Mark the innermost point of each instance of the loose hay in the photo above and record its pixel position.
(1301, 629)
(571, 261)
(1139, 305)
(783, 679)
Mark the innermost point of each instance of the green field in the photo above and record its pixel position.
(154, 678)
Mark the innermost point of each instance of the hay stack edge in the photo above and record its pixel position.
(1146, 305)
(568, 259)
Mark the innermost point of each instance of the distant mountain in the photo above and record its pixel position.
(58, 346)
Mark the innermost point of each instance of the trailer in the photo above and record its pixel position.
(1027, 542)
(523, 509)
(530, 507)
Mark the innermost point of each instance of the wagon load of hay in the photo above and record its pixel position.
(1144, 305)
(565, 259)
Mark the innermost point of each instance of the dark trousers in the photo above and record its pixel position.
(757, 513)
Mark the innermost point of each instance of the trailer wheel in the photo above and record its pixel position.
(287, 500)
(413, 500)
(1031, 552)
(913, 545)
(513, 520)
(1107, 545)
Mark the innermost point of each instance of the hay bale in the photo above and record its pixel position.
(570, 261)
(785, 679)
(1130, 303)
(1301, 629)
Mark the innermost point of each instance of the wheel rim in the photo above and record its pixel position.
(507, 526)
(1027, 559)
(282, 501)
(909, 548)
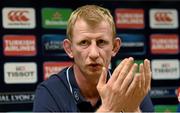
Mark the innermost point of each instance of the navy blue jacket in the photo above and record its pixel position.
(60, 93)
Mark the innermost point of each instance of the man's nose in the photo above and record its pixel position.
(94, 51)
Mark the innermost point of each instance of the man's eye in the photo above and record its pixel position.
(101, 42)
(84, 42)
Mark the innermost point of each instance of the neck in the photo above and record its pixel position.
(87, 85)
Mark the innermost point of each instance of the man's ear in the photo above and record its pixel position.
(67, 47)
(117, 45)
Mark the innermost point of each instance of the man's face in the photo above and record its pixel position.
(92, 47)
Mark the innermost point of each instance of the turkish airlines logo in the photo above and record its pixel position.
(19, 45)
(164, 44)
(18, 18)
(163, 18)
(130, 18)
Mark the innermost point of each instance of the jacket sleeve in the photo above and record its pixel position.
(44, 101)
(147, 105)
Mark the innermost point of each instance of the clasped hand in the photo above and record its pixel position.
(126, 88)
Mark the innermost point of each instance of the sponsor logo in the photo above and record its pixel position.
(135, 61)
(19, 18)
(130, 18)
(20, 73)
(19, 45)
(165, 69)
(53, 45)
(178, 93)
(55, 17)
(165, 108)
(164, 44)
(163, 92)
(164, 18)
(51, 68)
(16, 97)
(132, 44)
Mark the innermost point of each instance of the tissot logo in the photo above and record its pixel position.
(164, 18)
(164, 44)
(165, 108)
(132, 44)
(129, 18)
(16, 97)
(20, 73)
(19, 18)
(54, 67)
(19, 45)
(53, 44)
(165, 69)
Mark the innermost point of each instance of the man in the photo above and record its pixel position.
(88, 85)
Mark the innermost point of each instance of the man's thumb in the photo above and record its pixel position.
(103, 78)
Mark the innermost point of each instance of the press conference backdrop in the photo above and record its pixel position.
(31, 45)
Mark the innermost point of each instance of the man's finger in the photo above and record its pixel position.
(103, 78)
(117, 71)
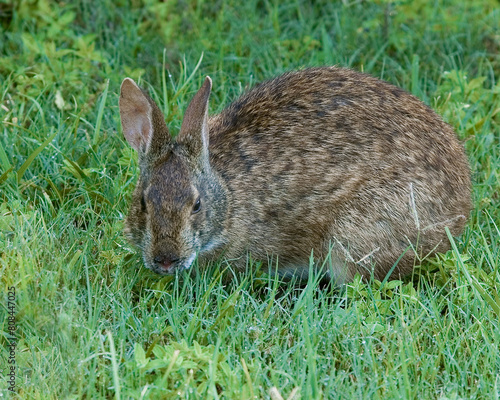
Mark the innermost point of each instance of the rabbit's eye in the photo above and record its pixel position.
(197, 206)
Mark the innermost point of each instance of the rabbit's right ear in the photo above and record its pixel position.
(136, 115)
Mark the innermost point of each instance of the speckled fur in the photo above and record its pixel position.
(323, 160)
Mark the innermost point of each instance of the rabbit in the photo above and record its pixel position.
(324, 164)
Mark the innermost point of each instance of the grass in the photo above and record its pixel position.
(93, 323)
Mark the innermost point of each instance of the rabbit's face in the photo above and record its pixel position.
(173, 218)
(179, 205)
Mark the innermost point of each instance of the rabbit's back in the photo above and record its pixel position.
(328, 158)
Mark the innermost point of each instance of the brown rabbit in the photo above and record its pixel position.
(326, 162)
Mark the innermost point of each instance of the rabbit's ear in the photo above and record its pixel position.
(194, 129)
(136, 114)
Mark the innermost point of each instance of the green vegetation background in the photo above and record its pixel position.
(92, 323)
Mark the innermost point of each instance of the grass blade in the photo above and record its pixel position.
(102, 104)
(27, 163)
(495, 306)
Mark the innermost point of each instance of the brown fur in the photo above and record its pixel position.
(324, 160)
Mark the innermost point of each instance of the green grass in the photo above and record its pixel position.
(93, 323)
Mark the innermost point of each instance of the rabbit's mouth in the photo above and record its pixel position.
(170, 267)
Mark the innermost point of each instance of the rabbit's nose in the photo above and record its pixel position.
(165, 262)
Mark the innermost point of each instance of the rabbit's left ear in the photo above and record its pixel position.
(136, 116)
(194, 129)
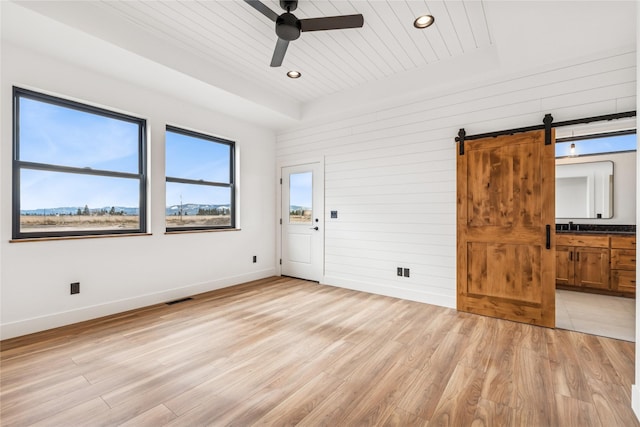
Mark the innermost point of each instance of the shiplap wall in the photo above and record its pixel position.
(390, 171)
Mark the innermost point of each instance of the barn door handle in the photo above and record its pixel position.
(548, 237)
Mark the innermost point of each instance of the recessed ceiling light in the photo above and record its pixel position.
(424, 21)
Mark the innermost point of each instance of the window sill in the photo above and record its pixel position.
(95, 236)
(217, 230)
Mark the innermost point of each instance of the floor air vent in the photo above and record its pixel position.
(178, 301)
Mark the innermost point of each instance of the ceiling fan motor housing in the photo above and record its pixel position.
(289, 5)
(288, 27)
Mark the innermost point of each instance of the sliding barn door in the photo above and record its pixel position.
(506, 254)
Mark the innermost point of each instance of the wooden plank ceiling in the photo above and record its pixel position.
(241, 40)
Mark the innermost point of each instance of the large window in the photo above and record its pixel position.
(200, 191)
(77, 170)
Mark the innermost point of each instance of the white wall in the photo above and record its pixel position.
(122, 273)
(624, 187)
(390, 171)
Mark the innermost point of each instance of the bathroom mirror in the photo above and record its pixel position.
(584, 190)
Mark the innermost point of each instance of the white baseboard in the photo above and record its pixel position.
(50, 321)
(391, 291)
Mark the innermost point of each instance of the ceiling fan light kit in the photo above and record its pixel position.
(289, 27)
(424, 21)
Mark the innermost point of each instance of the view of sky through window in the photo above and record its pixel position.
(56, 135)
(609, 144)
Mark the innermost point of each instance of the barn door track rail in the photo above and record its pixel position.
(547, 125)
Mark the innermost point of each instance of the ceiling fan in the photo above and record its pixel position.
(288, 27)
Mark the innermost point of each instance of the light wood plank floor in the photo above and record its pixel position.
(283, 351)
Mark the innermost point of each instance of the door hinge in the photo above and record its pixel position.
(460, 139)
(548, 119)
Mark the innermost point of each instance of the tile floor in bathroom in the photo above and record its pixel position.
(594, 314)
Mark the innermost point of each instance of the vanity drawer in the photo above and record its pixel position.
(574, 239)
(623, 259)
(623, 280)
(623, 242)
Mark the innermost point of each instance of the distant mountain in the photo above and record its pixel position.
(73, 210)
(187, 209)
(299, 208)
(194, 208)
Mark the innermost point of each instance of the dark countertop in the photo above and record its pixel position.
(595, 229)
(630, 233)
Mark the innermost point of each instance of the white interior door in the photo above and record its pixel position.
(303, 221)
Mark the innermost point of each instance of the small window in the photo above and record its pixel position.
(300, 194)
(200, 191)
(596, 144)
(77, 169)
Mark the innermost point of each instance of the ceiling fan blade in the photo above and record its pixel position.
(262, 8)
(278, 53)
(332, 23)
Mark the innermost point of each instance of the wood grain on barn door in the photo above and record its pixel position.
(506, 200)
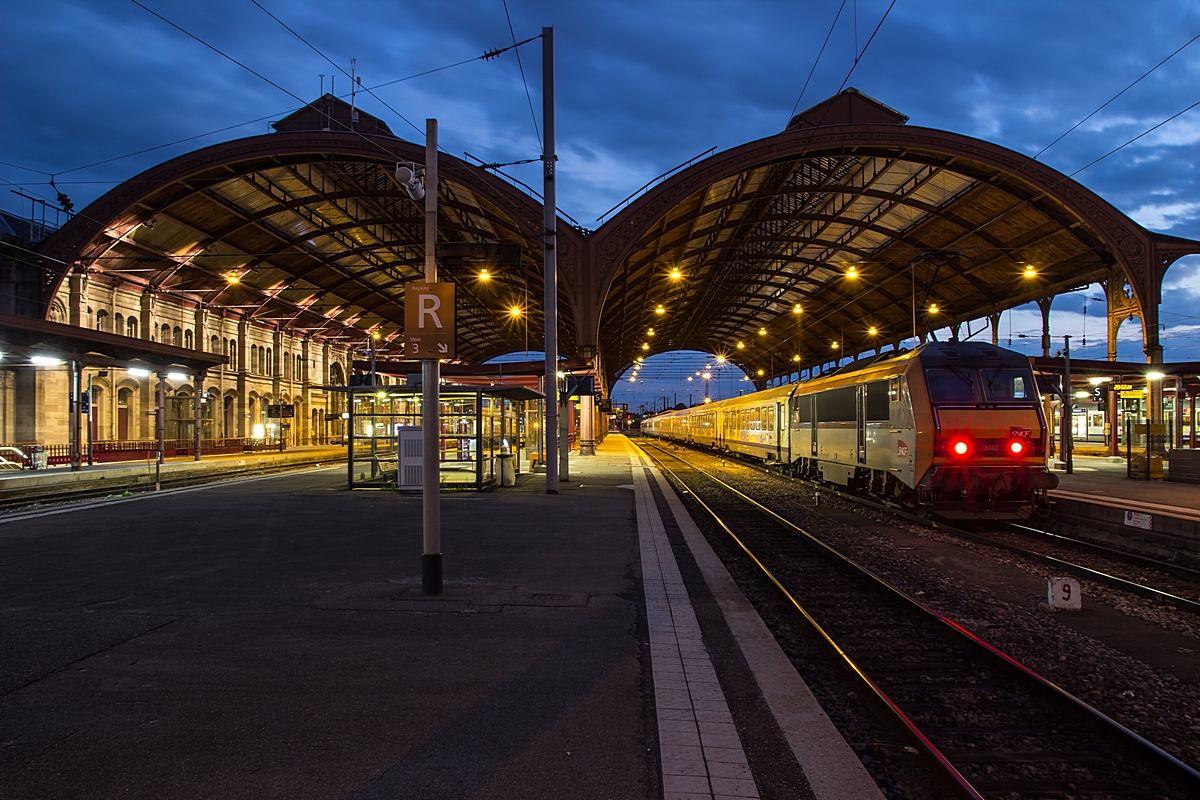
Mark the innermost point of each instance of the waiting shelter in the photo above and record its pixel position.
(480, 426)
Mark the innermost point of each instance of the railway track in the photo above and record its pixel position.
(984, 723)
(16, 500)
(1173, 584)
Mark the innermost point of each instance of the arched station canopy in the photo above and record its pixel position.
(309, 230)
(855, 218)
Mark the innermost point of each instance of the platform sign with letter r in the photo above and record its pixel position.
(430, 320)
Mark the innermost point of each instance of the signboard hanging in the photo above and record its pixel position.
(430, 320)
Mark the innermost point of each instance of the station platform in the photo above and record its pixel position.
(97, 475)
(269, 638)
(1099, 493)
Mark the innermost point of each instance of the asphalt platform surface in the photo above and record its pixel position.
(268, 638)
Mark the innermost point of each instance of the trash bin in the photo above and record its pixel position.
(508, 469)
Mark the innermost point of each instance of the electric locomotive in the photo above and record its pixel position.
(952, 427)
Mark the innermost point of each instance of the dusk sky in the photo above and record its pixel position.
(641, 88)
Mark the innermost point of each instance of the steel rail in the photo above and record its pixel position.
(1098, 576)
(1179, 768)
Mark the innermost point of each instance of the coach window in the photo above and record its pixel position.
(900, 403)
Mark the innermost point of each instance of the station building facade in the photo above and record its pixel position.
(265, 365)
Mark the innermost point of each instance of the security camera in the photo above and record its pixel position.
(407, 176)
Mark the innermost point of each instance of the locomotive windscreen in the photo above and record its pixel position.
(952, 385)
(1008, 384)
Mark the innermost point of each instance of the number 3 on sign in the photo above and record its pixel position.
(1063, 593)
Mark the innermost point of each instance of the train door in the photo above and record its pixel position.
(861, 417)
(811, 400)
(780, 426)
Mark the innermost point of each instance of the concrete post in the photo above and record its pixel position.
(587, 426)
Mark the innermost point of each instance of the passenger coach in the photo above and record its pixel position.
(952, 427)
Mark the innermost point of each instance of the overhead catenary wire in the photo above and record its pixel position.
(521, 67)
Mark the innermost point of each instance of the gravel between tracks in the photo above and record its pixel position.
(1158, 707)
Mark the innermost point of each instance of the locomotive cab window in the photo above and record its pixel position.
(952, 385)
(1008, 384)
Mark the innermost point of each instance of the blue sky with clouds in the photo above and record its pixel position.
(642, 86)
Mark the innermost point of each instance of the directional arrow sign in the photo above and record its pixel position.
(430, 320)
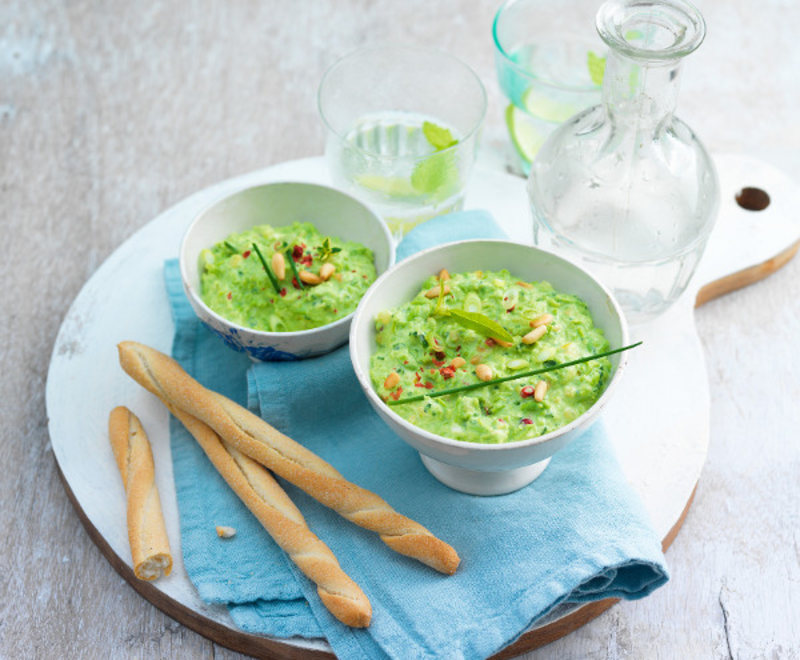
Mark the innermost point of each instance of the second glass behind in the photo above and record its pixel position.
(403, 128)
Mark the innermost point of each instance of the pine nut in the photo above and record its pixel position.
(434, 291)
(544, 319)
(225, 532)
(484, 372)
(309, 278)
(279, 265)
(391, 380)
(326, 271)
(534, 335)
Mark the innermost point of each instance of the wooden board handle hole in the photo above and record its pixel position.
(752, 199)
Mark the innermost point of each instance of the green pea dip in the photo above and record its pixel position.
(420, 346)
(236, 286)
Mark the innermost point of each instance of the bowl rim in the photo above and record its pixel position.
(428, 436)
(196, 299)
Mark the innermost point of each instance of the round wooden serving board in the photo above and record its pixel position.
(660, 431)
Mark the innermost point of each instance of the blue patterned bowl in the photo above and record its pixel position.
(332, 212)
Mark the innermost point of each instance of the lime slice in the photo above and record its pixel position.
(391, 186)
(545, 107)
(524, 135)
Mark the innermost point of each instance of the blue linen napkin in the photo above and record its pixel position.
(577, 534)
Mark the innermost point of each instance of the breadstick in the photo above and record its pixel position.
(252, 436)
(147, 532)
(268, 502)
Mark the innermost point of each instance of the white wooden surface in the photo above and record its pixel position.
(110, 113)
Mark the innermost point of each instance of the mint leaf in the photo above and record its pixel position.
(597, 67)
(439, 138)
(481, 324)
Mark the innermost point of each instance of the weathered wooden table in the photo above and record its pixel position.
(110, 113)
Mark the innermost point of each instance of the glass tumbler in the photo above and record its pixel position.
(549, 62)
(403, 129)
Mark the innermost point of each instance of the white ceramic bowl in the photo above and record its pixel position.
(332, 212)
(470, 467)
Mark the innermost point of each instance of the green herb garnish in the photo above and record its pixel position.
(440, 138)
(432, 394)
(476, 321)
(597, 67)
(438, 172)
(268, 270)
(480, 323)
(290, 259)
(326, 251)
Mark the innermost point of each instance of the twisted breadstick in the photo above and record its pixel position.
(147, 532)
(269, 503)
(251, 435)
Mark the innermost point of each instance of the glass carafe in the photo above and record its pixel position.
(626, 188)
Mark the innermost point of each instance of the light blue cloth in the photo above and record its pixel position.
(577, 534)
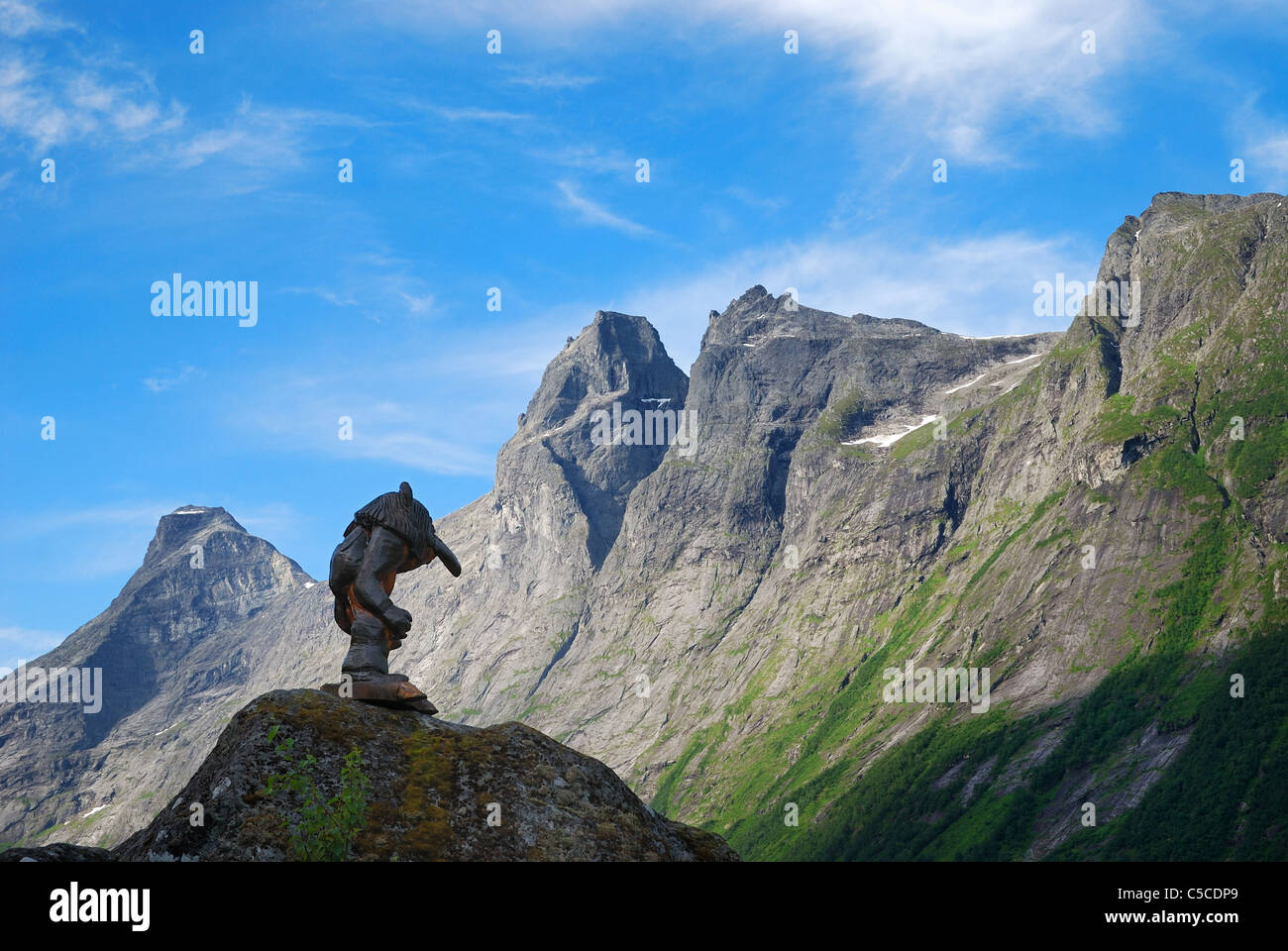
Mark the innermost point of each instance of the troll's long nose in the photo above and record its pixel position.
(446, 557)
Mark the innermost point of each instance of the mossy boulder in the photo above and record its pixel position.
(438, 792)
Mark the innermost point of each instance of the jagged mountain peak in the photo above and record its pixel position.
(616, 356)
(188, 521)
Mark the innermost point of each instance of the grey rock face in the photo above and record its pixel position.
(170, 651)
(707, 624)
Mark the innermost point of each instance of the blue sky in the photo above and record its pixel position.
(518, 170)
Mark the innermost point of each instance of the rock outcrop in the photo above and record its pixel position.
(433, 792)
(1098, 517)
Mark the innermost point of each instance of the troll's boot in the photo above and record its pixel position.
(365, 672)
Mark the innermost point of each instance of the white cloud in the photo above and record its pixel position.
(21, 18)
(548, 81)
(592, 213)
(168, 379)
(949, 67)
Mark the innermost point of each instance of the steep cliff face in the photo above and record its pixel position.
(1095, 517)
(168, 650)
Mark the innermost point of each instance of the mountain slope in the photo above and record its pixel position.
(171, 650)
(1073, 512)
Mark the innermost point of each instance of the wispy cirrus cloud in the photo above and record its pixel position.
(167, 379)
(549, 81)
(593, 213)
(952, 71)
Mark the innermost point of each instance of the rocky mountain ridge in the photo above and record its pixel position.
(863, 493)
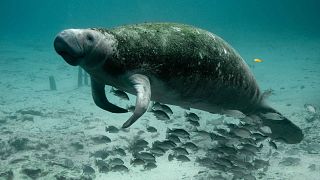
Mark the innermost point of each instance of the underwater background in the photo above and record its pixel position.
(62, 134)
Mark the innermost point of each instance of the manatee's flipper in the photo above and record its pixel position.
(100, 99)
(142, 86)
(281, 127)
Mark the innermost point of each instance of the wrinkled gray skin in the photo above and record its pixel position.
(170, 63)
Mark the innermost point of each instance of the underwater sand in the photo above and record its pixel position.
(52, 120)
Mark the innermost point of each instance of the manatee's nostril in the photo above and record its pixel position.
(64, 45)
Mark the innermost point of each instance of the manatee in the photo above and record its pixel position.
(169, 63)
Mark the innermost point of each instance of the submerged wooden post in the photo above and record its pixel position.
(80, 78)
(52, 83)
(86, 76)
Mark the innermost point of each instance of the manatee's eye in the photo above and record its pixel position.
(90, 37)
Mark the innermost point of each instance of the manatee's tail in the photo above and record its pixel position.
(281, 127)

_WHAT IS REQUIRED:_ Where the line containing "Mark the innermost point of each instance of the mountain" appears above, start there and set down each line exactly through the last line of the data; leave out every picture.

_FINISHED ANSWER:_
Mark the innermost point of each instance of the mountain slope in the photo above and record its pixel position.
(171, 650)
(1073, 512)
Mark the innermost point of each instance of the wispy cirrus cloud in the photo above and record its pixel position.
(167, 379)
(549, 81)
(593, 213)
(952, 71)
Mark the innermost point of each instance of the rocky mountain ridge in the photo above and record its pixel position.
(863, 493)
Mark the innermost point of each instance of the underwater background in the photo above and record its pixel position.
(62, 134)
Mark the innermost point of each instance of the manatee's flipper in the photo above and record its pixel position.
(100, 99)
(142, 86)
(281, 127)
Mark the innermost point of each instance of the wrinkled gray skin in the photo above and record its pixel position.
(170, 63)
Mark the innermost point of each instance of the underwater sand in the photo above and record its pixel position.
(52, 120)
Mark the innermost point of each instance of the manatee's nostril in the photo above and record its pixel position.
(64, 45)
Mark the innermost point of each instance of the manatee in the photo above and record its pixel position.
(169, 63)
Mark the innermost point of each instance of the submerged wooden post in the photo above and record its pixel position.
(80, 78)
(52, 83)
(86, 76)
Mark the innermost point of each instance of the manatee's eye in the photo above and record its pixel position.
(90, 37)
Mark the innermost point of each instance of the manatee's tail in the photo above and record its pixel position.
(281, 127)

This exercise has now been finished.